Region labeling items
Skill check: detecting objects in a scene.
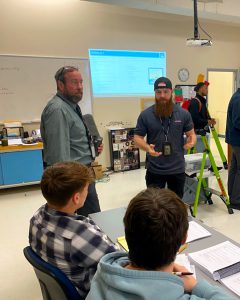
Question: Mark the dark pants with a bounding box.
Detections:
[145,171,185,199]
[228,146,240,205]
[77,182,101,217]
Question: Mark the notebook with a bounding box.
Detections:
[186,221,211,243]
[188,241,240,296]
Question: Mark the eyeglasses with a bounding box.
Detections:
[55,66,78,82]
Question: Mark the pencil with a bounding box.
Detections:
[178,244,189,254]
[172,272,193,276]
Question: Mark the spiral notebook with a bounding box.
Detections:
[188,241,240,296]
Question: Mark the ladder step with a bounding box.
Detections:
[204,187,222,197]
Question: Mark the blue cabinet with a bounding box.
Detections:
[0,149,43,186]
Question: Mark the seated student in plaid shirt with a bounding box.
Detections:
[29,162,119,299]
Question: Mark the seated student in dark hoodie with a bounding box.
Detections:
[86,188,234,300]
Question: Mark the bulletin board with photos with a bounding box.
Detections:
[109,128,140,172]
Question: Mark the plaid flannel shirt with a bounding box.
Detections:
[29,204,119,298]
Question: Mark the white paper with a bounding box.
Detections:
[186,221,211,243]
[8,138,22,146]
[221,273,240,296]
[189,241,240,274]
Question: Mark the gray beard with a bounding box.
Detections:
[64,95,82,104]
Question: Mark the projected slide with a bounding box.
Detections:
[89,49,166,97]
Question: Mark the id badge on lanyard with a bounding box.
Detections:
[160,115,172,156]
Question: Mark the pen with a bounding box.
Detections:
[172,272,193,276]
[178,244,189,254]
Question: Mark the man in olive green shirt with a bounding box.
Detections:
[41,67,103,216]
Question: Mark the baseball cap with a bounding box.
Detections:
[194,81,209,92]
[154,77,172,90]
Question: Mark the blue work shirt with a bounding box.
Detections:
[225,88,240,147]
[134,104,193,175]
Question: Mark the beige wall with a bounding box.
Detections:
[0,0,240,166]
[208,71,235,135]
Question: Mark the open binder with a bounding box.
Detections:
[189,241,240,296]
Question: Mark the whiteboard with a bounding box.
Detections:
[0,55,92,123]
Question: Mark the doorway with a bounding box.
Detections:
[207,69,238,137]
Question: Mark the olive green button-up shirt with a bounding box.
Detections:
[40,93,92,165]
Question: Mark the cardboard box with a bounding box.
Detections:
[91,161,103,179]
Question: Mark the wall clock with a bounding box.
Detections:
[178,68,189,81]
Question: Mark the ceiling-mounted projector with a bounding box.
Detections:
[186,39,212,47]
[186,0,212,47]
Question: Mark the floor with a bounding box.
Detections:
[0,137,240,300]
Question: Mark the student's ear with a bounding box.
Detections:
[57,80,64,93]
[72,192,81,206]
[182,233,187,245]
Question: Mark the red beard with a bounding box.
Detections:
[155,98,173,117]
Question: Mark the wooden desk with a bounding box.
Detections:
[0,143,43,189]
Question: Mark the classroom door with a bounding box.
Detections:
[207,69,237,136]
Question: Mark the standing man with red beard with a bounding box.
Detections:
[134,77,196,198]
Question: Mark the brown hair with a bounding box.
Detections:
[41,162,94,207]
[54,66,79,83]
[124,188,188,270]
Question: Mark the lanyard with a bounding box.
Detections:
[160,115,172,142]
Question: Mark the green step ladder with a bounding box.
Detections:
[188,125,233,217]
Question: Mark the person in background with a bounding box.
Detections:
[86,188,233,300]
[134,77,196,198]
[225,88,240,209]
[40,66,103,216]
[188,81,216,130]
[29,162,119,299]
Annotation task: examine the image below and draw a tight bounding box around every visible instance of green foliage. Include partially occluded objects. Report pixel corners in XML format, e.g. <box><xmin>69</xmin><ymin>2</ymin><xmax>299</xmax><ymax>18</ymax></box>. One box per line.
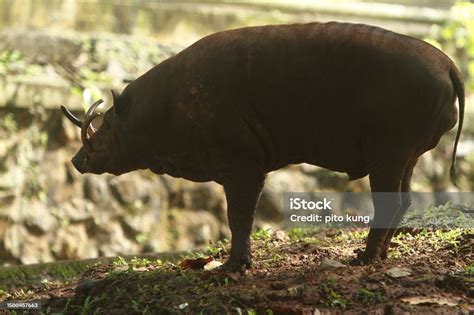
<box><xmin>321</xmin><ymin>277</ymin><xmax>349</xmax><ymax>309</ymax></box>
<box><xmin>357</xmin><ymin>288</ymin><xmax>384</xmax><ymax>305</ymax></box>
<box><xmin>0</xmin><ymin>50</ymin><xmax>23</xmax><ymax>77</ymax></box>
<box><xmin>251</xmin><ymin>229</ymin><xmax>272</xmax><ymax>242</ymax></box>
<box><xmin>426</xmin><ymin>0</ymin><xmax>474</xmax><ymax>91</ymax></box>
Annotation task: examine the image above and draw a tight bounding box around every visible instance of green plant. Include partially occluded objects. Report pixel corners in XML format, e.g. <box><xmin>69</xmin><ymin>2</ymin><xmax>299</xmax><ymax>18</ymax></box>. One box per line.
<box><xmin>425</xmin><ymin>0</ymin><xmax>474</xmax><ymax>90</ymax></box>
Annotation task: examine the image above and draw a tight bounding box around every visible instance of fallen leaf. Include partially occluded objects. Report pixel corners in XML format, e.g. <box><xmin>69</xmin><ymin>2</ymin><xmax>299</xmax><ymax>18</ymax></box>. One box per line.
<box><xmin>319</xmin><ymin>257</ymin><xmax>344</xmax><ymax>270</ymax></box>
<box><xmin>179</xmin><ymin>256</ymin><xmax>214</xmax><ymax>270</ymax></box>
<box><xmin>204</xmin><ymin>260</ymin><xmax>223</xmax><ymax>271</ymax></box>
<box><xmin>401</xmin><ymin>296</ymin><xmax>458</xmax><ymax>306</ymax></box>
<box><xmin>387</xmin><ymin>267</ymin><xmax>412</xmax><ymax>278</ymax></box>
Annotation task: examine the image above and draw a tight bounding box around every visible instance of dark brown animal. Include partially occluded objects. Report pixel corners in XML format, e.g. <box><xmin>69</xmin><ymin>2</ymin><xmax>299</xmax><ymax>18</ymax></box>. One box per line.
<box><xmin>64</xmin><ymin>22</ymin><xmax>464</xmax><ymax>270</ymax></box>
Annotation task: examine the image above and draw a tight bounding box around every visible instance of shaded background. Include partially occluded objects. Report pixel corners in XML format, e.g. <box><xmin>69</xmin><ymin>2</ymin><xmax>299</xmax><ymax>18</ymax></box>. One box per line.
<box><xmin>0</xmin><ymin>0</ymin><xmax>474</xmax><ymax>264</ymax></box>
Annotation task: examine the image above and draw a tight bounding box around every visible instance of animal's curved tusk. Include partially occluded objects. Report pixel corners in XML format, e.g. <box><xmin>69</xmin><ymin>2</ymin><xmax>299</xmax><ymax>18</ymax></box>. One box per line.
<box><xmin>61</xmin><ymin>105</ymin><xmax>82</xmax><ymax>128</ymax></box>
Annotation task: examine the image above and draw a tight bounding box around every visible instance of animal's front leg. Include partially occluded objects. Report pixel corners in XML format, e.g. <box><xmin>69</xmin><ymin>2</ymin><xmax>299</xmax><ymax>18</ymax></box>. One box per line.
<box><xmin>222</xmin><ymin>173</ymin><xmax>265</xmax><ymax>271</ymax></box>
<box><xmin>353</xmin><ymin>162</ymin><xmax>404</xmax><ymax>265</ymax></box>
* * *
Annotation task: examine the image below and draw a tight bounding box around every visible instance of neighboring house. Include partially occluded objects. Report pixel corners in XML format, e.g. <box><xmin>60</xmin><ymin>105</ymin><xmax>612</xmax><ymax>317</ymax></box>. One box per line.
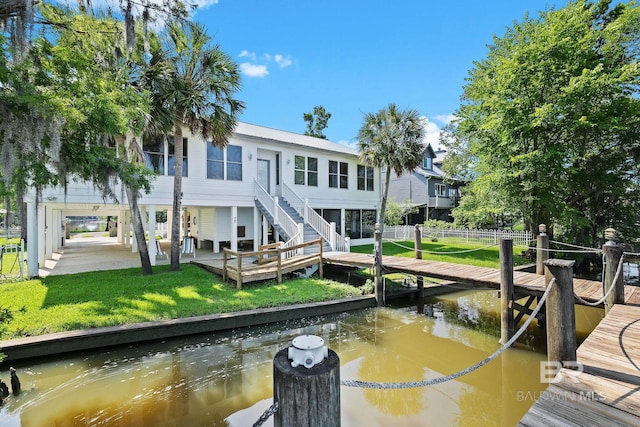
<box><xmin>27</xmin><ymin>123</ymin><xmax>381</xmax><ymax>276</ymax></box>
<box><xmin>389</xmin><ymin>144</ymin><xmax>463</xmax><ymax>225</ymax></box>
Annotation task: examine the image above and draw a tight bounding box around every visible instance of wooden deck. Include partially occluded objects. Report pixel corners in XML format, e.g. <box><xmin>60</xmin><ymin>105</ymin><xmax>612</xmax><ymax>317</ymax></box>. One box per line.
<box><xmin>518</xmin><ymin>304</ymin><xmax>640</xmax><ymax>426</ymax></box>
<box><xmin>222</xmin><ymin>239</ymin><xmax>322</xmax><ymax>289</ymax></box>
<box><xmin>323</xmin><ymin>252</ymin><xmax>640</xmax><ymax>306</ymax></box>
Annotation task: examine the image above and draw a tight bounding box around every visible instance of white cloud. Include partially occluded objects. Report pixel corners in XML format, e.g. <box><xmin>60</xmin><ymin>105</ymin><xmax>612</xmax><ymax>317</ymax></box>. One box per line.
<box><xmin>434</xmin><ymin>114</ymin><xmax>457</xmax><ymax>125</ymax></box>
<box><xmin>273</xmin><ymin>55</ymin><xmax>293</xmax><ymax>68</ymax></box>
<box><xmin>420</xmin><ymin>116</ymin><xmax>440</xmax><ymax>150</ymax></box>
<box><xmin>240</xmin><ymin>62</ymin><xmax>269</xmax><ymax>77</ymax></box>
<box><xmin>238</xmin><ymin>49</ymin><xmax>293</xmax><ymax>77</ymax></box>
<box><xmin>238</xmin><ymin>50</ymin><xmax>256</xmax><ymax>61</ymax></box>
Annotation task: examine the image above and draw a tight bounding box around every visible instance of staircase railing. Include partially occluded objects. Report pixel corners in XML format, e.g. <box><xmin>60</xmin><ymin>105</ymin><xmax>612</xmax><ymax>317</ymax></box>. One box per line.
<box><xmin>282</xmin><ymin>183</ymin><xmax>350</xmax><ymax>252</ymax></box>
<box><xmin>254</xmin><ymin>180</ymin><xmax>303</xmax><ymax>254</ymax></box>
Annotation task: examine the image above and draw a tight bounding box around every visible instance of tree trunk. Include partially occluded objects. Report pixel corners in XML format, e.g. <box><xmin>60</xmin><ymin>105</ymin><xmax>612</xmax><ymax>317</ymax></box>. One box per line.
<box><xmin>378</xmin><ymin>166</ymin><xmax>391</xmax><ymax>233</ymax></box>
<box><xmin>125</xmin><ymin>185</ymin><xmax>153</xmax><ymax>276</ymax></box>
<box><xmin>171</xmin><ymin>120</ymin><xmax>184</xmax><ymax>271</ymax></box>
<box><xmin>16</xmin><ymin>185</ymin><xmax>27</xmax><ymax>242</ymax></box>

- [AIM OF THE EXERCISE]: Convert the lines that begin at the one containing "Question: Mark the projected" and stop after the one containing "[134,104,193,175]" into a JSON list of strings, one string per line, omitting any blank lines.

- [TASK ANSWER]:
[
  "Question: Mark the projected slide with a bounding box.",
  "Detections:",
  "[89,49,166,97]",
  "Question: Mark the id badge on lanyard with a bounding box.",
  "Detections:",
  "[160,115,172,156]",
  "Question: Mark the pen with a bounding box.",
  "Detections:",
  "[172,272,193,276]",
  "[178,244,189,254]",
  "Question: Mark the man in olive green shirt with a bounding box.",
  "Detections:",
  "[41,67,103,216]",
  "Question: Mark the baseball cap with a bounding box.",
  "Detections:",
  "[194,81,209,92]",
  "[154,77,172,90]",
  "Question: Mark the blue work shirt with a bounding box.",
  "Detections:",
  "[225,88,240,147]",
  "[134,104,193,175]"
]